Stored entries

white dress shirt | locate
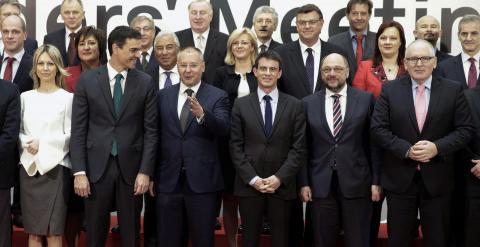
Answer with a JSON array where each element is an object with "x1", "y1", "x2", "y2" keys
[
  {"x1": 298, "y1": 39, "x2": 322, "y2": 90},
  {"x1": 19, "y1": 89, "x2": 73, "y2": 176},
  {"x1": 325, "y1": 84, "x2": 347, "y2": 135}
]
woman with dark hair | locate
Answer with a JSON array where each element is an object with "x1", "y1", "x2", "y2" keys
[
  {"x1": 352, "y1": 21, "x2": 407, "y2": 98},
  {"x1": 65, "y1": 26, "x2": 107, "y2": 93},
  {"x1": 19, "y1": 45, "x2": 73, "y2": 247},
  {"x1": 213, "y1": 28, "x2": 257, "y2": 247}
]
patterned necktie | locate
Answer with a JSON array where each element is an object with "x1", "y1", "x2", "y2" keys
[
  {"x1": 355, "y1": 35, "x2": 363, "y2": 66},
  {"x1": 305, "y1": 48, "x2": 315, "y2": 93},
  {"x1": 110, "y1": 74, "x2": 123, "y2": 156},
  {"x1": 180, "y1": 88, "x2": 193, "y2": 132},
  {"x1": 331, "y1": 94, "x2": 343, "y2": 140},
  {"x1": 263, "y1": 95, "x2": 273, "y2": 137},
  {"x1": 67, "y1": 33, "x2": 77, "y2": 66},
  {"x1": 467, "y1": 57, "x2": 477, "y2": 88},
  {"x1": 3, "y1": 57, "x2": 15, "y2": 81}
]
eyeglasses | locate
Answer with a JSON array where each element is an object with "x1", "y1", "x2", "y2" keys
[{"x1": 405, "y1": 56, "x2": 435, "y2": 65}]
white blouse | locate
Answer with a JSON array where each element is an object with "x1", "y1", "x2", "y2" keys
[{"x1": 20, "y1": 89, "x2": 73, "y2": 176}]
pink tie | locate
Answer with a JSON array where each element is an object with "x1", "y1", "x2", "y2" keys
[{"x1": 415, "y1": 85, "x2": 427, "y2": 132}]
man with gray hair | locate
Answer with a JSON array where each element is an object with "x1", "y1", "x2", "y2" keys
[
  {"x1": 130, "y1": 15, "x2": 158, "y2": 73},
  {"x1": 253, "y1": 6, "x2": 281, "y2": 54}
]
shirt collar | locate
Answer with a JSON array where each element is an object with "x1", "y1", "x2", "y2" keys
[{"x1": 107, "y1": 62, "x2": 128, "y2": 81}]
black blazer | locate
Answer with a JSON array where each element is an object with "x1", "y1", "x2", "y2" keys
[
  {"x1": 0, "y1": 52, "x2": 33, "y2": 93},
  {"x1": 275, "y1": 40, "x2": 351, "y2": 99},
  {"x1": 70, "y1": 66, "x2": 158, "y2": 185},
  {"x1": 0, "y1": 80, "x2": 20, "y2": 189},
  {"x1": 175, "y1": 28, "x2": 228, "y2": 84},
  {"x1": 328, "y1": 31, "x2": 377, "y2": 78},
  {"x1": 371, "y1": 76, "x2": 474, "y2": 196},
  {"x1": 299, "y1": 86, "x2": 380, "y2": 198},
  {"x1": 230, "y1": 92, "x2": 306, "y2": 200}
]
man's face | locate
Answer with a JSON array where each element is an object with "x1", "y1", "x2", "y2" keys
[
  {"x1": 155, "y1": 35, "x2": 177, "y2": 70},
  {"x1": 404, "y1": 43, "x2": 437, "y2": 84},
  {"x1": 320, "y1": 53, "x2": 349, "y2": 93},
  {"x1": 188, "y1": 2, "x2": 213, "y2": 33},
  {"x1": 253, "y1": 58, "x2": 282, "y2": 91},
  {"x1": 132, "y1": 20, "x2": 155, "y2": 50},
  {"x1": 2, "y1": 16, "x2": 27, "y2": 55},
  {"x1": 347, "y1": 4, "x2": 370, "y2": 32},
  {"x1": 60, "y1": 1, "x2": 85, "y2": 31},
  {"x1": 111, "y1": 39, "x2": 140, "y2": 69},
  {"x1": 458, "y1": 22, "x2": 480, "y2": 56},
  {"x1": 413, "y1": 16, "x2": 442, "y2": 46},
  {"x1": 177, "y1": 51, "x2": 205, "y2": 87},
  {"x1": 253, "y1": 13, "x2": 277, "y2": 42},
  {"x1": 296, "y1": 11, "x2": 323, "y2": 45}
]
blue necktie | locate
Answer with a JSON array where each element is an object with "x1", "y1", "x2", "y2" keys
[
  {"x1": 305, "y1": 48, "x2": 315, "y2": 93},
  {"x1": 263, "y1": 95, "x2": 272, "y2": 137},
  {"x1": 110, "y1": 74, "x2": 123, "y2": 156}
]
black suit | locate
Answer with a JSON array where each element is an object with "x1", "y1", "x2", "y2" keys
[
  {"x1": 230, "y1": 89, "x2": 306, "y2": 247},
  {"x1": 175, "y1": 28, "x2": 228, "y2": 84},
  {"x1": 70, "y1": 66, "x2": 157, "y2": 246},
  {"x1": 371, "y1": 76, "x2": 473, "y2": 247},
  {"x1": 0, "y1": 80, "x2": 20, "y2": 246},
  {"x1": 275, "y1": 40, "x2": 351, "y2": 99},
  {"x1": 299, "y1": 86, "x2": 379, "y2": 247}
]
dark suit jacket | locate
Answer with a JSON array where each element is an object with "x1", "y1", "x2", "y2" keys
[
  {"x1": 328, "y1": 31, "x2": 377, "y2": 78},
  {"x1": 300, "y1": 87, "x2": 380, "y2": 198},
  {"x1": 275, "y1": 40, "x2": 351, "y2": 99},
  {"x1": 0, "y1": 52, "x2": 33, "y2": 93},
  {"x1": 175, "y1": 28, "x2": 228, "y2": 84},
  {"x1": 371, "y1": 76, "x2": 473, "y2": 196},
  {"x1": 230, "y1": 89, "x2": 306, "y2": 200},
  {"x1": 70, "y1": 66, "x2": 158, "y2": 185},
  {"x1": 0, "y1": 80, "x2": 20, "y2": 189},
  {"x1": 155, "y1": 81, "x2": 230, "y2": 193}
]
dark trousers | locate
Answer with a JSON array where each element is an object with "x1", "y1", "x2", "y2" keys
[
  {"x1": 386, "y1": 172, "x2": 451, "y2": 247},
  {"x1": 157, "y1": 173, "x2": 218, "y2": 247},
  {"x1": 0, "y1": 189, "x2": 12, "y2": 247},
  {"x1": 312, "y1": 172, "x2": 372, "y2": 247},
  {"x1": 239, "y1": 195, "x2": 293, "y2": 247},
  {"x1": 85, "y1": 157, "x2": 142, "y2": 247}
]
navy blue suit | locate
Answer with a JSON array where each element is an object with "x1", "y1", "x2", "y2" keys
[{"x1": 155, "y1": 81, "x2": 230, "y2": 246}]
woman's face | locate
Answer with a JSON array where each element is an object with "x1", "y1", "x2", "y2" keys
[
  {"x1": 377, "y1": 27, "x2": 402, "y2": 56},
  {"x1": 230, "y1": 34, "x2": 256, "y2": 60},
  {"x1": 78, "y1": 36, "x2": 100, "y2": 62},
  {"x1": 37, "y1": 52, "x2": 57, "y2": 82}
]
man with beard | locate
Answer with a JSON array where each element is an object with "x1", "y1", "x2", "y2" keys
[
  {"x1": 299, "y1": 53, "x2": 380, "y2": 247},
  {"x1": 413, "y1": 15, "x2": 452, "y2": 62}
]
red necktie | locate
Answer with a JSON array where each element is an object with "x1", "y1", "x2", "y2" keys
[
  {"x1": 467, "y1": 57, "x2": 477, "y2": 88},
  {"x1": 67, "y1": 33, "x2": 77, "y2": 66},
  {"x1": 355, "y1": 35, "x2": 363, "y2": 66},
  {"x1": 3, "y1": 57, "x2": 15, "y2": 81}
]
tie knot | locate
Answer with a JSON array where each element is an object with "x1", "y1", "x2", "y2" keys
[{"x1": 185, "y1": 88, "x2": 193, "y2": 97}]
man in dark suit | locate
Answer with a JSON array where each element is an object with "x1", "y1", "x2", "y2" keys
[
  {"x1": 328, "y1": 0, "x2": 377, "y2": 78},
  {"x1": 130, "y1": 15, "x2": 158, "y2": 73},
  {"x1": 0, "y1": 80, "x2": 20, "y2": 247},
  {"x1": 70, "y1": 26, "x2": 158, "y2": 246},
  {"x1": 413, "y1": 15, "x2": 452, "y2": 63},
  {"x1": 253, "y1": 6, "x2": 282, "y2": 54},
  {"x1": 43, "y1": 0, "x2": 85, "y2": 67},
  {"x1": 149, "y1": 31, "x2": 180, "y2": 89},
  {"x1": 435, "y1": 15, "x2": 480, "y2": 88},
  {"x1": 176, "y1": 0, "x2": 228, "y2": 84},
  {"x1": 0, "y1": 0, "x2": 38, "y2": 55},
  {"x1": 0, "y1": 15, "x2": 33, "y2": 93},
  {"x1": 155, "y1": 47, "x2": 230, "y2": 246},
  {"x1": 230, "y1": 50, "x2": 306, "y2": 247},
  {"x1": 299, "y1": 53, "x2": 380, "y2": 247},
  {"x1": 371, "y1": 39, "x2": 473, "y2": 247}
]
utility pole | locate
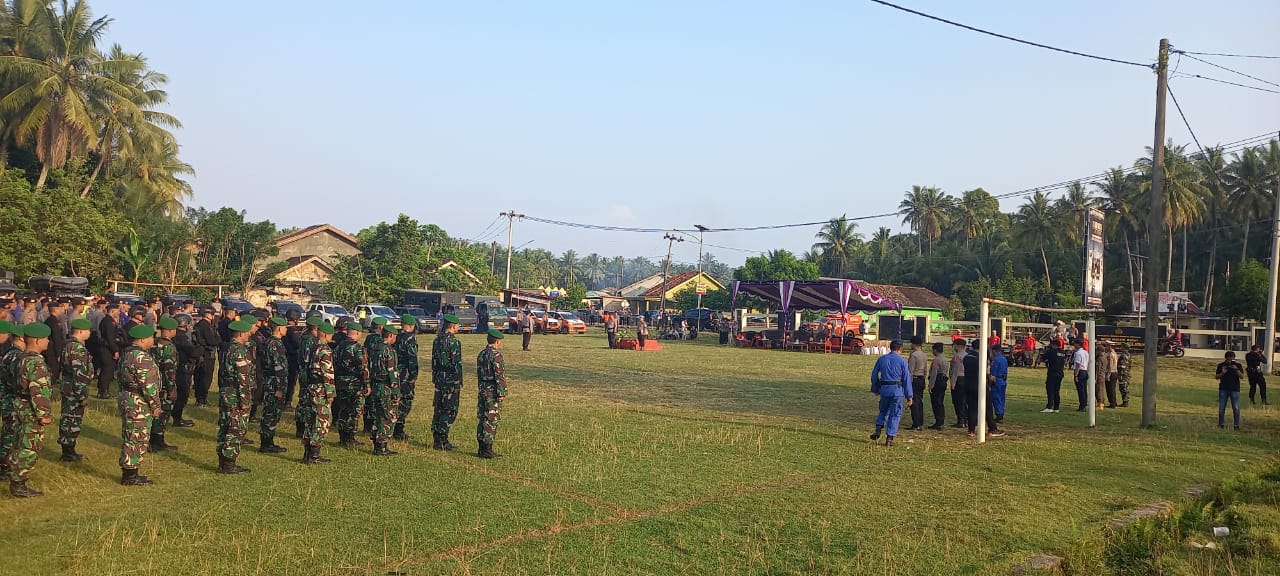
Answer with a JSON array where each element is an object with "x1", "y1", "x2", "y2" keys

## Work to do
Reproduce the part of the entries that opens with the line containing "navy blue suit | locate" and closes with the end of the entries, switching "utility pole" to "power pole" and keeping everything else unchanged. Leave the pictures out of your answer.

## Result for this exercise
navy blue suit | locate
Answer with a JSON array where each element is an object with "x1", "y1", "x2", "y2" keys
[{"x1": 155, "y1": 81, "x2": 230, "y2": 246}]
woman's face | locate
Answer with a JSON array where each element is an object with "x1", "y1", "x2", "y2" keys
[
  {"x1": 377, "y1": 27, "x2": 402, "y2": 56},
  {"x1": 230, "y1": 34, "x2": 256, "y2": 60},
  {"x1": 78, "y1": 36, "x2": 100, "y2": 62},
  {"x1": 37, "y1": 52, "x2": 57, "y2": 82}
]
man with beard | locate
Answer with a JSON array where each element is an object with "x1", "y1", "x2", "y2" keys
[
  {"x1": 299, "y1": 53, "x2": 380, "y2": 247},
  {"x1": 413, "y1": 15, "x2": 452, "y2": 62}
]
red necktie | locate
Answer with a JSON array where each element is an object with "x1", "y1", "x2", "y2" keys
[
  {"x1": 467, "y1": 57, "x2": 477, "y2": 88},
  {"x1": 67, "y1": 33, "x2": 77, "y2": 66},
  {"x1": 355, "y1": 35, "x2": 363, "y2": 66},
  {"x1": 3, "y1": 57, "x2": 15, "y2": 81}
]
tie knot | locate
Answer with a JSON array where each element is an object with "x1", "y1", "x2", "y2" keys
[{"x1": 185, "y1": 88, "x2": 193, "y2": 97}]
man in dark suit | locate
Answer with a JSON array where each element is an object with "x1", "y1", "x2", "y2" keys
[
  {"x1": 328, "y1": 0, "x2": 377, "y2": 78},
  {"x1": 130, "y1": 15, "x2": 158, "y2": 73},
  {"x1": 0, "y1": 80, "x2": 20, "y2": 247},
  {"x1": 70, "y1": 26, "x2": 158, "y2": 246},
  {"x1": 413, "y1": 15, "x2": 452, "y2": 63},
  {"x1": 253, "y1": 6, "x2": 282, "y2": 54},
  {"x1": 43, "y1": 0, "x2": 85, "y2": 67},
  {"x1": 149, "y1": 31, "x2": 180, "y2": 89},
  {"x1": 435, "y1": 15, "x2": 480, "y2": 88},
  {"x1": 176, "y1": 0, "x2": 228, "y2": 84},
  {"x1": 0, "y1": 0, "x2": 38, "y2": 55},
  {"x1": 0, "y1": 15, "x2": 33, "y2": 93},
  {"x1": 155, "y1": 47, "x2": 230, "y2": 246},
  {"x1": 230, "y1": 50, "x2": 306, "y2": 247},
  {"x1": 299, "y1": 53, "x2": 380, "y2": 247},
  {"x1": 371, "y1": 39, "x2": 473, "y2": 247}
]
power pole | locate
Answer with a JSON array where each element is an object with "x1", "y1", "x2", "y2" keys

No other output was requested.